REQUIRED TASK ::
Format the data as a numbered list, leaving out any blank lines, starting with the line that contains "I'd appreciate your help finding the tree" and going on through the line that contains "[0,40,177,471]".

THE RECORDS ::
* * * *
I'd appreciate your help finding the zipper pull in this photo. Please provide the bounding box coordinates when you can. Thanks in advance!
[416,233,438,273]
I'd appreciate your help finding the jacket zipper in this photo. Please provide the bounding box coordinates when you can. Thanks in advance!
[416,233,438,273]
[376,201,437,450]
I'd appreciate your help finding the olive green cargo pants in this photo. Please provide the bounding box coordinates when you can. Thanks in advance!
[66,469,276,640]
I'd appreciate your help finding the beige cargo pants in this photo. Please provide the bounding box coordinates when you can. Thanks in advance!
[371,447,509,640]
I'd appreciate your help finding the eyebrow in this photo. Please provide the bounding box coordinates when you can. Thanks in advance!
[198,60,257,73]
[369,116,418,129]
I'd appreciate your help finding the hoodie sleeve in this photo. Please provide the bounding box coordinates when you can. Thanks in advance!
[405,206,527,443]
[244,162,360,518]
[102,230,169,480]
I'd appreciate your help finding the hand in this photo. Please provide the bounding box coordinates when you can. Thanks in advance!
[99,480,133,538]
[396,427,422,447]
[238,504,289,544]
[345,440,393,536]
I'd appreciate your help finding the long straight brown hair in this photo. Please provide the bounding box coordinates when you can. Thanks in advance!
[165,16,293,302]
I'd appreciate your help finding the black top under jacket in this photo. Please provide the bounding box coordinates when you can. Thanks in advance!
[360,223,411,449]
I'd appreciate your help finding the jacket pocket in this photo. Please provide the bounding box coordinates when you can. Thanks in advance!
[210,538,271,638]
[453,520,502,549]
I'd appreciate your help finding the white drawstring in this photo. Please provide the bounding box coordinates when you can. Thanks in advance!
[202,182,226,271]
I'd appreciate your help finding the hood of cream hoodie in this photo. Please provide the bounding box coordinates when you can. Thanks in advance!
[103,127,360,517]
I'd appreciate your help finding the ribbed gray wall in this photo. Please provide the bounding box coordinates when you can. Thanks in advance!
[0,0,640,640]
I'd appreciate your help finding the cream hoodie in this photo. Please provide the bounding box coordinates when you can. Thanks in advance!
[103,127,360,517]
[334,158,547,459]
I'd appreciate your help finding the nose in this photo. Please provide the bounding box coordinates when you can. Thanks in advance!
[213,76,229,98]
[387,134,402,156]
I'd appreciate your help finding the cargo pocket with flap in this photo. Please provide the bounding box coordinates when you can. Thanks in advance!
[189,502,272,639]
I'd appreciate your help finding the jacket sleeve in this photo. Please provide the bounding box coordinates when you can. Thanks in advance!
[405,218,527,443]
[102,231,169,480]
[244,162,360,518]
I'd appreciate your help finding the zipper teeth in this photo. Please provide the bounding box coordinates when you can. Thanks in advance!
* * * *
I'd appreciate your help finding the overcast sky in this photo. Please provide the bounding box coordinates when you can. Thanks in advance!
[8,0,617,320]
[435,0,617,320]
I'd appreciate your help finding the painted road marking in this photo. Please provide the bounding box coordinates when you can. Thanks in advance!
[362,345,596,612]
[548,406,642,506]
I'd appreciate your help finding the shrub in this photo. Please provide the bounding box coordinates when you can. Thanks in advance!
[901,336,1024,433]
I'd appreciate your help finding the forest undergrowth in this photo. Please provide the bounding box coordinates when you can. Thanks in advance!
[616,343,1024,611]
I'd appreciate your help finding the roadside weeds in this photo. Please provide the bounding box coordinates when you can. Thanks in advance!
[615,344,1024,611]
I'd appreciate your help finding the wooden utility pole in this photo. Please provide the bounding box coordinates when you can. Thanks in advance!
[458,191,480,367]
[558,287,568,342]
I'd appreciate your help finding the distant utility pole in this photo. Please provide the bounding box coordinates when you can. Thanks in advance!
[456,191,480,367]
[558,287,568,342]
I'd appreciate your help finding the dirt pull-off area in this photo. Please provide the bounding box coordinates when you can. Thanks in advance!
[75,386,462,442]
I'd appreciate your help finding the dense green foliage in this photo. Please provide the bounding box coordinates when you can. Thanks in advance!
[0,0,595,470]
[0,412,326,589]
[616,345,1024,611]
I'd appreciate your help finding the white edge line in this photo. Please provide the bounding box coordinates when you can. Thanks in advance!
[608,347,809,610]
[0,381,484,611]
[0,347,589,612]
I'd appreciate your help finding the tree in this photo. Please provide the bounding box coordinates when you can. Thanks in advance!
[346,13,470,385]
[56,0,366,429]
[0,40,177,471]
* * * *
REPLY ::
1. I'd appreciate your help finding the tree in this photo. Please provide the bounding box coordinates when you can. Thanks in advance!
2. [346,13,470,385]
3. [56,0,366,429]
4. [0,40,177,471]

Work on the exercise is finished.